Rewrite the rows starting at the line that contains "Where can the snow-covered ski" and ending at the line that contains "point(437, 413)", changing each "Query" to "Label" and keeping everything else the same.

--*--

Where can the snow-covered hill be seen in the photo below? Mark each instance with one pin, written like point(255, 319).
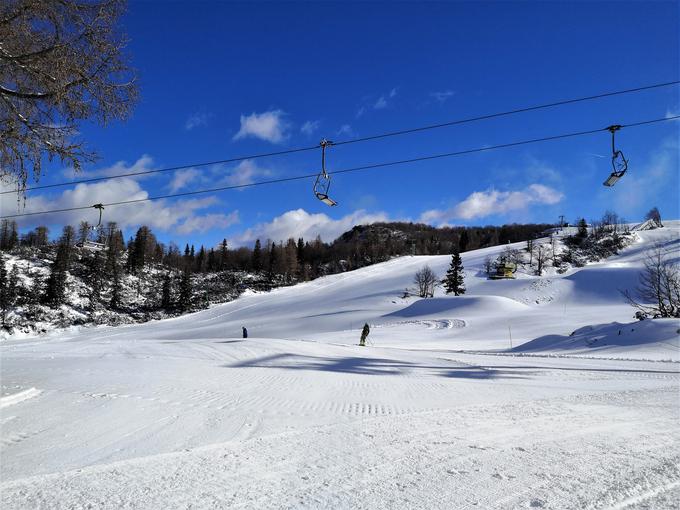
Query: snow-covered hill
point(437, 412)
point(493, 314)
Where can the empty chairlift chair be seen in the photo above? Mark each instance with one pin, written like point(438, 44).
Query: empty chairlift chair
point(323, 180)
point(96, 241)
point(619, 162)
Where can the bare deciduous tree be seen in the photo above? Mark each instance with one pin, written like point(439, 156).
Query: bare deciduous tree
point(61, 62)
point(425, 279)
point(658, 293)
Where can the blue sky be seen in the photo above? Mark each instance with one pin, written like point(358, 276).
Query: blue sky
point(222, 79)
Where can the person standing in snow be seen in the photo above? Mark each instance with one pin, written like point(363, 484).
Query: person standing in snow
point(364, 335)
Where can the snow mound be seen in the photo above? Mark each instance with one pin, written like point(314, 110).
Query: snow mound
point(660, 338)
point(428, 323)
point(461, 305)
point(15, 398)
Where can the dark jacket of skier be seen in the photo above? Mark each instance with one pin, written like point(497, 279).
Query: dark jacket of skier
point(364, 335)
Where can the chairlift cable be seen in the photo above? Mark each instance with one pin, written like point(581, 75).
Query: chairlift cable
point(347, 170)
point(350, 141)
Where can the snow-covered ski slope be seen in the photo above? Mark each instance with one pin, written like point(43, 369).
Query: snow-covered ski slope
point(183, 413)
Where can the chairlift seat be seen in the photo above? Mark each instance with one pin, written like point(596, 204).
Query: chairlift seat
point(326, 199)
point(93, 245)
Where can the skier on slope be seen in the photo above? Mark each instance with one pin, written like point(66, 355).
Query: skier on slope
point(364, 335)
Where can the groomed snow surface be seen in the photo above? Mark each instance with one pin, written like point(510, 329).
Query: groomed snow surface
point(527, 393)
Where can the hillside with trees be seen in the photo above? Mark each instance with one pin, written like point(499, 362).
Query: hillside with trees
point(47, 283)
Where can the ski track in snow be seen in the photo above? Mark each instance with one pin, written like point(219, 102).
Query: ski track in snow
point(437, 413)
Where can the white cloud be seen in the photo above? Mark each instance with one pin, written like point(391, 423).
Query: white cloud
point(208, 222)
point(642, 186)
point(442, 96)
point(269, 126)
point(183, 177)
point(300, 223)
point(380, 103)
point(197, 120)
point(486, 203)
point(309, 127)
point(183, 215)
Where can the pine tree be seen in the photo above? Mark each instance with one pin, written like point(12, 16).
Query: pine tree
point(55, 294)
point(185, 291)
point(166, 299)
point(582, 228)
point(453, 283)
point(224, 255)
point(115, 287)
point(96, 278)
point(4, 298)
point(257, 256)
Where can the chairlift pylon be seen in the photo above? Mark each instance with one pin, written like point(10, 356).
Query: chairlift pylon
point(619, 162)
point(323, 180)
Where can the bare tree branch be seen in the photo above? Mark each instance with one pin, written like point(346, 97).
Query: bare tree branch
point(61, 62)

--*--

- FINISHED ANSWER
Where can the snow-covered ski slope be seen in the photo above? Mark each instance with one pin, written like point(43, 369).
Label: snow-covered ski slope
point(183, 413)
Where can the chairlift seat be seen in the photo above? Mark each instance with one pin, written like point(596, 204).
Label: chairlift seat
point(326, 199)
point(93, 245)
Where can the skier on slope be seen in the photo above? Mark each instance with one pin, written like point(66, 355).
Label: skier on slope
point(364, 335)
Where can the groomed snow surface be seen in the photo above? Mark each instance with one pin, written like point(510, 329).
Label: groomed snow surface
point(527, 393)
Where can the hillside with trees be seen in the photo above? Mark each instance with one pin, written like point(499, 362).
Label: hillside with trees
point(47, 283)
Where can the ski track in snow be seen in the photo above? Mark each instance with one pin, written like point(219, 102).
Label: ski track in snow
point(437, 413)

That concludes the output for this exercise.